One of the long-running mistakes of the church has been its various confinements of cultural engagement to particular spheres (e.g. churchplace ministry) or selective “uses” (e.g. evangelistic conversion).
But even if we manage to broaden the scope of our stewardship — recognizing that God has called us to pursue truth, goodness, and beauty across all spheres of creation — our imaginations will still require a strong injection of the transformative power of Jesus.
When we seek God first and neighbor second, we no longer proceed from the base assumptions of earthbound goods — the “love of man” what-have-you. Yes, our goals and actions will occasionally find overlap with those of the world, but eventually, the upside-down economics of the Gospel will set us apart. We will do certain things and make certain sacrifices that are foreign and incomprehensible to those around us.
This has implications for all areas, but much of it boils down to our basic views about the human person: his and her dignity and destiny as an image-bearer of an almighty God. Once our hearts are transformed according to his designs and our views about our neighbors are aligned to God’s story about his children, our cultural engagement will manifest in unpredictable and mysterious ways. This is, after all, what it means to be strangers in a strange land, as Episode 1 of For the Life of the World artfully explains.
In his latest book, Onward: Engaging the Culture without Losing the Gospel, Russell Moore offers some valuable reflections along these lines, noting that we can’t possibly stand as witnesses of God’s love if our cultural comings and goings fail to respond through the lens of Christ’s kingdom. “The kingdom of God changes the culture of the church by showing us a longer view of who’s important and who’s in charge,” he writes.
What cultural engagement really requires, then, is a careful destruction of that basic lie the enemy continues to spread and embed across societies and civilizations: that the love of man and the worship of his goals is, indeed, enough.

• _MATERIAL PROVIDED_:

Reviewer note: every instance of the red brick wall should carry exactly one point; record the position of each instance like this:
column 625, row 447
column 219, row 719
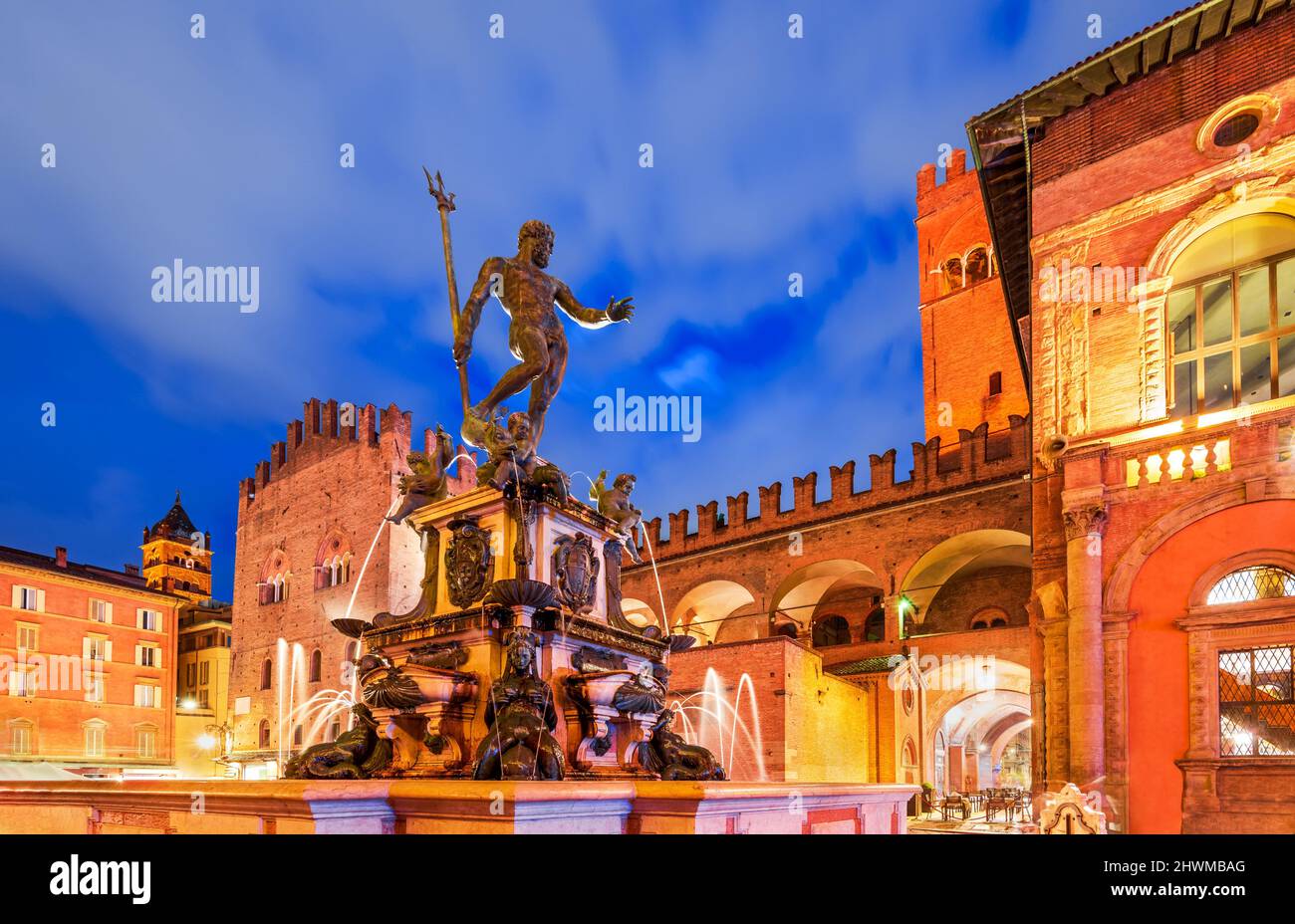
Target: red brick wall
column 1153, row 107
column 814, row 728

• _DIRECTION_:
Print the stretch of the cultural engagement essay from "But even if" through "those around us." without changing a word.

• _SOLUTION TO THE PROBLEM_:
But even if we manage to broaden the scope of our stewardship — recognizing that God has called us to pursue truth, goodness, and beauty across all spheres of creation — our imaginations will still require a strong injection of the transformative power of Jesus.
When we seek God first and neighbor second, we no longer proceed from the base assumptions of earthbound goods — the “love of man” what-have-you. Yes, our goals and actions will occasionally find overlap with those of the world, but eventually, the upside-down economics of the Gospel will set us apart. We will do certain things and make certain sacrifices that are foreign and incomprehensible to those around us.